◆ Request ◆
Please rewrite only the records from the line with "Please outline the clock face" up to and including the line with "[72,79,78,83]", requests included. Multiply every bounding-box coordinate in the answers by 0.7 and round each result to a whole number, with halves rounding up.

◆ Material for this task ◆
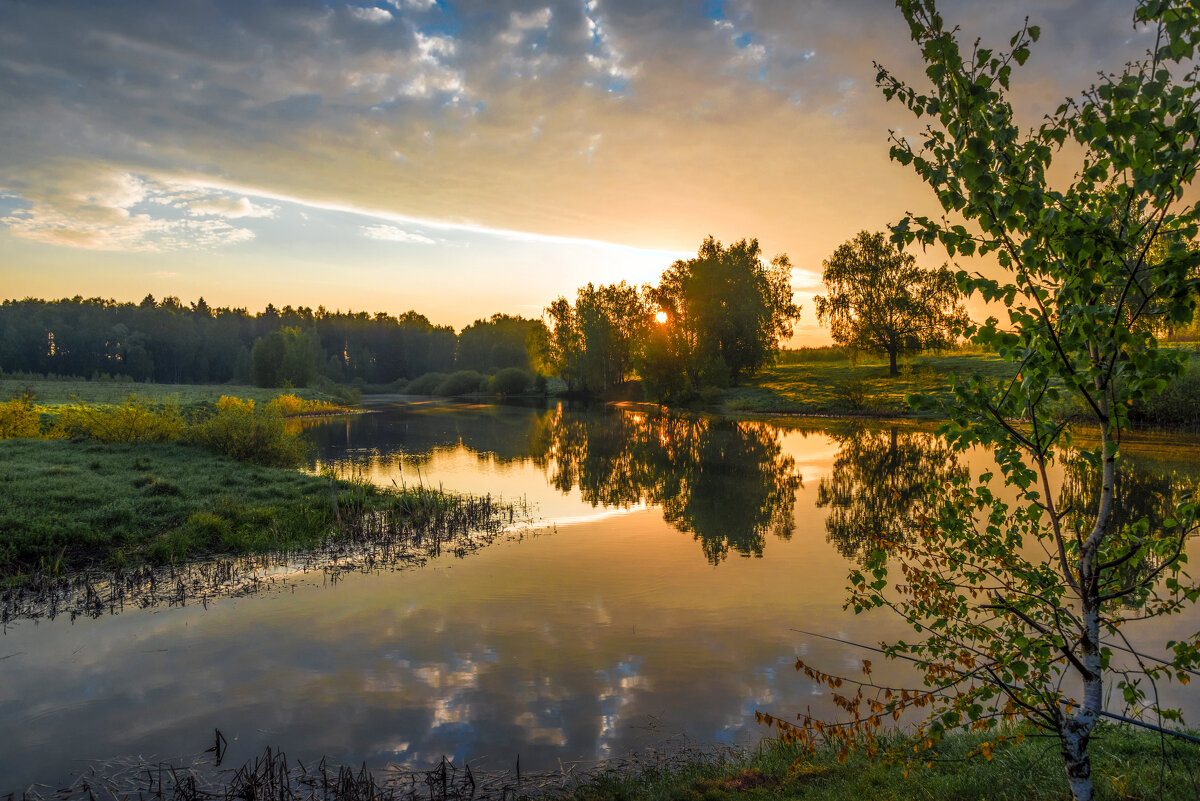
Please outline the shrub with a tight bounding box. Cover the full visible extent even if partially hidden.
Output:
--
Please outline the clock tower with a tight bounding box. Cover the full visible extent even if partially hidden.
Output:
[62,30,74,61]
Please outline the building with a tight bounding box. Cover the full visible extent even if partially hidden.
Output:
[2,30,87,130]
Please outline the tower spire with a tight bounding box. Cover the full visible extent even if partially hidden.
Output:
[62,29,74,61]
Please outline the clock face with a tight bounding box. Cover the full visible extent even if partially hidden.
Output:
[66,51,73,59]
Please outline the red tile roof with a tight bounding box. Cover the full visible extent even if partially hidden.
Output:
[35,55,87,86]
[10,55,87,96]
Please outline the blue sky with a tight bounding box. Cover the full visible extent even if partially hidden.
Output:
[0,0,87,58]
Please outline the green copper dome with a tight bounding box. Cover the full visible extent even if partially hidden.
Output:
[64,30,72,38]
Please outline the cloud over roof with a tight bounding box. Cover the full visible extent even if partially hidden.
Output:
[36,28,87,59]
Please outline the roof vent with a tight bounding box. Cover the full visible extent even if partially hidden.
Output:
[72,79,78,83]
---
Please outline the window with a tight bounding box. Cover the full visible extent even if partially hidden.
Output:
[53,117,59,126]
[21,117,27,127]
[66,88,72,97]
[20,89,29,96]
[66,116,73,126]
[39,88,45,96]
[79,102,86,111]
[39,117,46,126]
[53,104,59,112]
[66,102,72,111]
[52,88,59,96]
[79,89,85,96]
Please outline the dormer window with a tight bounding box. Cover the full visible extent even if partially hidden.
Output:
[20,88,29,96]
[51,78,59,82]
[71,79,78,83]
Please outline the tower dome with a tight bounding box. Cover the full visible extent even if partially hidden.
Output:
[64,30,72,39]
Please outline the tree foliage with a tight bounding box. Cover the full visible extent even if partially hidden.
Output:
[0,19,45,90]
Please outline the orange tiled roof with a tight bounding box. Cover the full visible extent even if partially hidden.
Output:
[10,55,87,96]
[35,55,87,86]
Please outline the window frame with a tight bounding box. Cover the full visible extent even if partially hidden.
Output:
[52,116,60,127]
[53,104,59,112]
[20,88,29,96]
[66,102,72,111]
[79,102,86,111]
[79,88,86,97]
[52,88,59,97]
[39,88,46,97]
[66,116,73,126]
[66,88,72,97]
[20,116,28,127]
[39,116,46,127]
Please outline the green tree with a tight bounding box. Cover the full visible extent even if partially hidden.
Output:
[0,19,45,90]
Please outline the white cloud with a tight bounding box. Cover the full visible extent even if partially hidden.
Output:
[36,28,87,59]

◆ Finished answer ◆
Please outline the clock face with a tight bounding box. Cover the full visible extent even if partially hidden.
Output:
[46,36,51,41]
Please outline the red tile roof with a tight bounding box. Cover the full visible extent even if partially hidden.
Output:
[25,39,61,60]
[7,39,61,67]
Please outline the blue sky with a tight bounding box. Cover the full visible extent even if partially hidden.
Output:
[0,0,61,41]
Please outline the green copper dome with a tight bounding box. Cover the full visible extent even if partially hidden.
Output:
[45,21,50,27]
Please outline the cloud over roof with a tight bounding box. Cover the full visible extent even if partially hidden.
Output:
[25,20,61,41]
Please outline the roof vent with a tight bounding box. Cover the full visible extent even if partially hidden.
Output:
[50,55,55,58]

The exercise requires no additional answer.